(Collected data)
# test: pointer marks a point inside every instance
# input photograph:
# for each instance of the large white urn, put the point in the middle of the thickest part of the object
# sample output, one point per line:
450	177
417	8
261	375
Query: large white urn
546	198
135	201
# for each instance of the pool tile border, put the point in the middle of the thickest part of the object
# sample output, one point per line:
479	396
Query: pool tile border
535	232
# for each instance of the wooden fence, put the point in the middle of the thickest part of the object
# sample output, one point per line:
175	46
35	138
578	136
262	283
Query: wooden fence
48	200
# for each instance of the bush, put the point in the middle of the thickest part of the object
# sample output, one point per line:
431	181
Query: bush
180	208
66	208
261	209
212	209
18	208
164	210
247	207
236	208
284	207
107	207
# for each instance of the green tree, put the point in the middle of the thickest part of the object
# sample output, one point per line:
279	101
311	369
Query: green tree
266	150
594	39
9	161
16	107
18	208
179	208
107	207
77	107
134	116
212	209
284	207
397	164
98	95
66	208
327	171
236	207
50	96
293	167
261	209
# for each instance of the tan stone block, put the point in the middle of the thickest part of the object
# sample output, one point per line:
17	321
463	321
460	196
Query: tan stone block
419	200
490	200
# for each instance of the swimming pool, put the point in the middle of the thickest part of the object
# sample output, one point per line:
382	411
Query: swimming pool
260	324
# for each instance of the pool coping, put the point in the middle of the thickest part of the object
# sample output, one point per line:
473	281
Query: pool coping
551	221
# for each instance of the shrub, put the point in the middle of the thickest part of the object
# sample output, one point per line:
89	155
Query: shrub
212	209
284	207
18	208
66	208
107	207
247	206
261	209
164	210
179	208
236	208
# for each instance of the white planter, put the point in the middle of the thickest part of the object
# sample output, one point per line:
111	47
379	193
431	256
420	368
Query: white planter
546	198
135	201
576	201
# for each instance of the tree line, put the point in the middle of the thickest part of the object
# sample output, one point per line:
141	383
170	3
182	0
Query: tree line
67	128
* * *
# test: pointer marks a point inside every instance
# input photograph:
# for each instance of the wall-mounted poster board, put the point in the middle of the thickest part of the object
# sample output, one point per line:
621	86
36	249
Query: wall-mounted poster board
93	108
...
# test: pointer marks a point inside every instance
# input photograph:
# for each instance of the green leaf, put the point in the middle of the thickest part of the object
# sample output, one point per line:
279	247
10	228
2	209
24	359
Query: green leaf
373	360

=== Work to complete ===
Which lines of the records contain the string "border", with case counting? Gather each of those lines in full.

=== Solution to the problem ===
# for each instance of the pool tile border, put the point in the middle of the thickest part of the object
Query: pool tile border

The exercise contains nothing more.